◆ Data to process:
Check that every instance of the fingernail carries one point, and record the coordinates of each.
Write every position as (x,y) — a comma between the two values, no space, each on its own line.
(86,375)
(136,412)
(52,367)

◆ Problem details:
Every line from the one containing "Write every position" through the last line of the entries should be output exactly; nothing else belongs in the reply.

◆ Answer to this exercise:
Write every position as (x,y) — a comma between the two values, no space, each on its own line.
(86,375)
(136,412)
(52,367)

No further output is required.